• _Text segment_:

┄┄┄┄┄┄┄┄┄┄┄┄┄┄┄┄┄┄┄┄

Thursday, March 29, 2007

Fear Keeps you from Living a Longer and Happier Life

John Stossel wrote a piece titled The Media likes Scaring us and we like it. He discusses the network of people that benefit from scaring people - environmentalists, researchers,government bureaucrats and trial lawyers, labeling them the "Fear Industrial Complex"(FIC). The FIC does a good job of scaring us. I remember the wave of fear about overhead power lines that cost lots of people equity in their homes - only later did we find out that the researcher had falsified the data and there was no evidence power lines were related to increased cancer risks. Owens-Corning lost a billion dollars over silicone breast implants lawsuits but now the implants are deemed safe and women are have the same surgery again. All created trial lawyer greed that got people afraid of a myth. Of course, we continue to read the newspaper and believe nonsense about the poor economy, unwinnable wars and global warming.

So many people adopt a pessimist point of view. The irony of this, is that a pessimistic view point becomes a self-fulfilling prophecy for a lousy, shorter life. Here's some information from an Aetna website (can't link since it is behind a secure log-in):


"Americans are living longer than ever. Over the past century, the average American lifespan has increased a whopping 27 years. What’s the secret to a long and healthy life?


Good genes help. You get them from your parents. And since you can't pick your parents, this avenue to a longer life is out of your control. Besides, the value of good genes is in question. New research from Yale University found that genes contribute only 25% to the length of your life. This seems to mean that other factors, such as health behaviors and mental health, play a role in longevity, too.

Yale study claims that a good attitude helps keep your heart pumping and your feet tapping an additional 7.6 years on average. An optimistic outlook adds more years to your life than low blood pressure (4 years or less), low cholesterol (4 years or less), a healthy weight (1 to 3 years) and regular exercise (1 to 3 years).

"These Are the Good Old Days"The Yale study suggests that people who believe negative stereotypes about growing old may face a reduced life expectancy. If you think old people are frail and sickly, you'll probably see yourself as frail and
sickly when you get old."



So all that exercising you do and healthy eating are negated by reading and believing the garbage from the media.

1 comment:

TherapyDoc said...

We waste so much time absorbing that stuff, it's true. But actually doing something different, well, people are afraid of that, too.

┄┄┄┄┄┄┄┄┄┄┄┄┄┄┄┄┄┄┄┄

[Phrase grounding listing]
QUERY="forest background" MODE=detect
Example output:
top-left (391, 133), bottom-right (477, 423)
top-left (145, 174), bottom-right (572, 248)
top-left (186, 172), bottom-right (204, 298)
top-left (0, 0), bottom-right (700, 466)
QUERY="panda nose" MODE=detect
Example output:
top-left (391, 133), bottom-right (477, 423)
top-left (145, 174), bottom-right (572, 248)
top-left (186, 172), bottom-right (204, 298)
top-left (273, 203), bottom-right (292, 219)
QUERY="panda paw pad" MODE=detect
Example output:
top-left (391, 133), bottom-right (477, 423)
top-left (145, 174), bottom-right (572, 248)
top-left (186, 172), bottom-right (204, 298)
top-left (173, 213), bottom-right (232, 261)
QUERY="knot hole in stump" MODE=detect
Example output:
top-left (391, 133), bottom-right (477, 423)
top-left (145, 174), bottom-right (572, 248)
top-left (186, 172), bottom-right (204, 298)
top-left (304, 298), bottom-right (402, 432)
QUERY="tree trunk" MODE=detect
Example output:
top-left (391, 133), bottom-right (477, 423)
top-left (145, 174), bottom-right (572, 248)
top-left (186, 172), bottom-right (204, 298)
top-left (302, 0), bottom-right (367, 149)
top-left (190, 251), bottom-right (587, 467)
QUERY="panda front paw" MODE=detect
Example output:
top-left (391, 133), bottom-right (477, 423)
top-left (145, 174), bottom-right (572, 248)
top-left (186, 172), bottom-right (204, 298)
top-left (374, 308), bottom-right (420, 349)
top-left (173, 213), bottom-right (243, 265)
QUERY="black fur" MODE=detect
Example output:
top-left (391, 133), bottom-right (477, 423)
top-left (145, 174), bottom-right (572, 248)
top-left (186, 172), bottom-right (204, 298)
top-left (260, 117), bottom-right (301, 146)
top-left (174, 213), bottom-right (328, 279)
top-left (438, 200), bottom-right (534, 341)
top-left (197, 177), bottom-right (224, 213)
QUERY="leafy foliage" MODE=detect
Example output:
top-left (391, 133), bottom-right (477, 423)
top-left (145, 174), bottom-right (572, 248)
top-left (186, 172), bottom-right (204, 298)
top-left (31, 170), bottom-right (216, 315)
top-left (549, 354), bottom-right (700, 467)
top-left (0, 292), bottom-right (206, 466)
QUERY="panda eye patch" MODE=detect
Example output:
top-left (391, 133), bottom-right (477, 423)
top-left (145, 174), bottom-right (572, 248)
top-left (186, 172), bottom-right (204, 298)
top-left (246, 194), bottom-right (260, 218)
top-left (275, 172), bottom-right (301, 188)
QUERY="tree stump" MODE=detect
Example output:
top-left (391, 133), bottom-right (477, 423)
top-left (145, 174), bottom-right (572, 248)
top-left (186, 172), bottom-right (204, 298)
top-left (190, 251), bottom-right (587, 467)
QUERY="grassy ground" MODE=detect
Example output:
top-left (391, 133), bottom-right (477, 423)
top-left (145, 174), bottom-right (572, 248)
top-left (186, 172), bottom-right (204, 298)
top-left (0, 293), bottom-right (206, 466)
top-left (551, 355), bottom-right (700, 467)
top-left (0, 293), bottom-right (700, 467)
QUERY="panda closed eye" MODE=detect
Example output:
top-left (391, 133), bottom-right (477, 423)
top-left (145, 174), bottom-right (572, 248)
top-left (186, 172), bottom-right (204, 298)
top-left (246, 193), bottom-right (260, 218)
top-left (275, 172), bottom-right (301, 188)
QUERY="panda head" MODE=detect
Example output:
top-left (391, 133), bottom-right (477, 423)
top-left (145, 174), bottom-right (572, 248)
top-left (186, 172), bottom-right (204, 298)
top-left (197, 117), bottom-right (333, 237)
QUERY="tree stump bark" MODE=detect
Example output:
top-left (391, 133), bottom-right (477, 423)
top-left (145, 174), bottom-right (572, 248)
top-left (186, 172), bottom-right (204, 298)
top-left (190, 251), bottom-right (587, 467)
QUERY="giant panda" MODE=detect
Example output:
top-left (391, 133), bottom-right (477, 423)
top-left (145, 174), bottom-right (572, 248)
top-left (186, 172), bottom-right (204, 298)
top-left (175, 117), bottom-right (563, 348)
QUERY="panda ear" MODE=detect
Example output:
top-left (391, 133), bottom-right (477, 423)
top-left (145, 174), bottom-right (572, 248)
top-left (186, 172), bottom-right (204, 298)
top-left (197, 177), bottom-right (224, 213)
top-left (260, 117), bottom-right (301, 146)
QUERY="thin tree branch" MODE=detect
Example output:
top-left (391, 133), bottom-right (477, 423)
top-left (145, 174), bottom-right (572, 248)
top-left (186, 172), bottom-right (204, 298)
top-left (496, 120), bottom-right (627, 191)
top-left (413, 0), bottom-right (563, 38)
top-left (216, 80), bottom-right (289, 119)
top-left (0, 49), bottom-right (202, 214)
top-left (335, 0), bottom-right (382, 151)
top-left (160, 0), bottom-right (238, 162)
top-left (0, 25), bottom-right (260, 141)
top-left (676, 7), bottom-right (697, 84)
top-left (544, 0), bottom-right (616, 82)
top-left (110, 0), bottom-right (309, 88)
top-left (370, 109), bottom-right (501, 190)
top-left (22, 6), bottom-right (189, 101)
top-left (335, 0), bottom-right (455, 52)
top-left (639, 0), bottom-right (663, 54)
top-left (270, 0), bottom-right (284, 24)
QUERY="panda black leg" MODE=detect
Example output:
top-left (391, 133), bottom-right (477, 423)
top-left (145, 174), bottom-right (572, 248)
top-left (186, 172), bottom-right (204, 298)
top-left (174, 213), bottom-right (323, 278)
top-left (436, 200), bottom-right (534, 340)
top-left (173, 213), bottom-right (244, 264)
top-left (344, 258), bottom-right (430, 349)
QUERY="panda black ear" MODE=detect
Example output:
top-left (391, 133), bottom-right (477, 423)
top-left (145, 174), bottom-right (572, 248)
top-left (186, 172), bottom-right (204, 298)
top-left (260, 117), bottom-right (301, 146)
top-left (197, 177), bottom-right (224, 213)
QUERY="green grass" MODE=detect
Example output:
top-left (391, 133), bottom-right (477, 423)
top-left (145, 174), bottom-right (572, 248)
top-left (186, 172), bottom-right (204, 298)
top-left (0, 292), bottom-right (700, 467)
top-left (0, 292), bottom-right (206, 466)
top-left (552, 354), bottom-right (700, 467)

┄┄┄┄┄┄┄┄┄┄┄┄┄┄┄┄┄┄┄┄

• _Task to complete_:
Copy the passage of the blog post on fear and longevity starting with "So many people" and going on through "and healthy life?". The listing plays no part in the work here.

• _Expected answer_:
So many people adopt a pessimist point of view. The irony of this, is that a pessimistic view point becomes a self-fulfilling prophecy for a lousy, shorter life. Here's some information from an Aetna website (can't link since it is behind a secure log-in):


"Americans are living longer than ever. Over the past century, the average American lifespan has increased a whopping 27 years. What’s the secret to a long and healthy life?